From the [safeguard tiers
page](https://docs.aws.amazon.com/bedrock/latest/userguide/guardrails-tiers.html),
content filters, prompt attacks, and denied topics each pick a tier:

| Feature | Standard tier | Classic tier |
| --- | --- | --- |
| **Languages** | Extensive (20+) | English, French, Spanish |
| **Denied-topic definition length** | 1,000 characters | 200 characters |
| **Prompt-leakage detection** | Supported | Not supported |
| **Cross-Region inference** | Supported | Not supported |
| **Code-domain coverage** | Filters extend into code comments, variable / function names, and string literals | Not extended |

The tier choice is per-policy. You can run Standard content filters
next to Classic denied topics if that's what your migration plan looks
like — but the docs are blunt about the direction of travel: Standard
is "more robust" and is the default recommendation for new guardrails.

---

## 04 · How blocking and masking actually work

Every filter declares one of two **handling actions** in its result.
From the [harmful-content handling
page](https://docs.aws.amazon.com/bedrock/latest/userguide/guardrails-harmful-content-handling-options.html):

- **`BLOCKED`** — the entire request or response is replaced with a
  *blocked message* you configure at guardrail-creation time
  (separate text for input violations and output violations).
- **`ANONYMIZED`** — only available on sensitive-information filters.
  The detected entity is replaced inline with its type, so the model
  (or your user) sees `{NAME}`, `{EMAIL}`, or `{CREDIT_DEBIT_CARD_NUMBER}`
  instead of the raw value.

Two consequences worth noting from the [how-it-works
page](https://docs.aws.amazon.com/bedrock/latest/userguide/guardrails-how.html):

- **Input and output are evaluated separately.** Input gets checked
  first; if it's blocked, the FM is never invoked — and you're billed
  only for the guardrail evaluation, not the model.
- **All filters run in parallel** within a single direction. The doc
  is explicit: *"for improved latency, the input is evaluated in
  parallel for each configured policy."* You don't pay a sequential
  cost for stacking filters.

The exact wording from the docs on cost: if a guardrail blocks the
response, *"you're charged for the foundation model inference calls,
in addition to the model response that was generated before the
guardrail's evaluation."* Block early; block input wherever you can.

---

## 05 · Contextual grounding — the RAG-only hallucination check

Contextual grounding is the filter that makes Guardrails interesting
for RAG. From the [contextual-grounding
page](https://docs.aws.amazon.com/bedrock/latest/userguide/guardrails-contextual-grounding-check.html),
it requires **three components** per request:

- **Grounding source.** The retrieved passages your model is supposed
  to answer from. Max **100,000 characters** (us-east-1 / us-west-2;
  50,000 elsewhere).
- **Query.** What the user asked. Max **1,000 characters**.
- **Content to guard.** The model's response. Max **5,000 characters**.

**WHAT THIS TASK INVOLVES**
Name each feature that the Guardrails passage's table compares between the Standard and Classic tiers. The records have nothing to do with the Guardrails passage.

**EXCERPTED DATA**
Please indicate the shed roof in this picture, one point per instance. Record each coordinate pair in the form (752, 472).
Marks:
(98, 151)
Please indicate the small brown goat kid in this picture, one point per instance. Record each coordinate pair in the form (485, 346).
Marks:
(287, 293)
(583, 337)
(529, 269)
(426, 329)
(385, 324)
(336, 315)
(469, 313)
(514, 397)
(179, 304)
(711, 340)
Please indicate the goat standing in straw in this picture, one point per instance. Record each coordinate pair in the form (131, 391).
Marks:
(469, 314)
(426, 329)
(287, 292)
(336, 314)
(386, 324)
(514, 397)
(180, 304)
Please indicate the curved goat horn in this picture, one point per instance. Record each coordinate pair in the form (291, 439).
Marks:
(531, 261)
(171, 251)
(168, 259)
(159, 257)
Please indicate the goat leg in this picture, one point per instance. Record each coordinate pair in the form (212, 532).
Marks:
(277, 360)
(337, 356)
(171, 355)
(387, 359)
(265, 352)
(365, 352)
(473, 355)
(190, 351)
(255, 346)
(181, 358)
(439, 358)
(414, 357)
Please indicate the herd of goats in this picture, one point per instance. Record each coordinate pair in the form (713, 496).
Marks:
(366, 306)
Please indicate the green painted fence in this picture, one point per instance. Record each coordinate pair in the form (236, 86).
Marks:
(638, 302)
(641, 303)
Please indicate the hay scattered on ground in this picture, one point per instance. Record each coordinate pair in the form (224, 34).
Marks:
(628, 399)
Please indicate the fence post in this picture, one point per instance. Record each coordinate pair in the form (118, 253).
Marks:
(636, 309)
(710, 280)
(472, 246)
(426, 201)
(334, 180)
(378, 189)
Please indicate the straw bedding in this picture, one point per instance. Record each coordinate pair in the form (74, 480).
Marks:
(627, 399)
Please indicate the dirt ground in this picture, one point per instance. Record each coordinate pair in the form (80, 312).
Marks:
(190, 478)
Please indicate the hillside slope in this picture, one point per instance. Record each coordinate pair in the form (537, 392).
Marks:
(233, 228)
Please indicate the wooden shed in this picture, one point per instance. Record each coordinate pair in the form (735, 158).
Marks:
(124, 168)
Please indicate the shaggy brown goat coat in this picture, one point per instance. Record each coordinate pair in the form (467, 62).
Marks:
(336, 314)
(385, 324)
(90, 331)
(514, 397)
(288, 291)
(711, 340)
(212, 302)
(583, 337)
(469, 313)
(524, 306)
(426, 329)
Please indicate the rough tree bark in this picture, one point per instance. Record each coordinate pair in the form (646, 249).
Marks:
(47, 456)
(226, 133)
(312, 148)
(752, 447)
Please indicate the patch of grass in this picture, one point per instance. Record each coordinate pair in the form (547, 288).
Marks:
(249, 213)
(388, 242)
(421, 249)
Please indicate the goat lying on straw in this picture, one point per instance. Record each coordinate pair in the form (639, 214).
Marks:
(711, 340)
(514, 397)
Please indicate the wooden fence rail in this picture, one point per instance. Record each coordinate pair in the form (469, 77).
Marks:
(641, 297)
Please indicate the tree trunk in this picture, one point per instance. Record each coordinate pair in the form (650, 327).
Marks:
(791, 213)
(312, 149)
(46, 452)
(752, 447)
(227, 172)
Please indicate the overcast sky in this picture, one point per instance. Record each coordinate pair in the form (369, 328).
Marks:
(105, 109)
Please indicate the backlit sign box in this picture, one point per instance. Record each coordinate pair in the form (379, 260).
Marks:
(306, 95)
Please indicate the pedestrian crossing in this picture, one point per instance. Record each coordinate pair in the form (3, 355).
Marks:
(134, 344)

**SOLUTION TO THIS PROBLEM**
- Languages
- Denied-topic definition length
- Prompt-leakage detection
- Cross-Region inference
- Code-domain coverage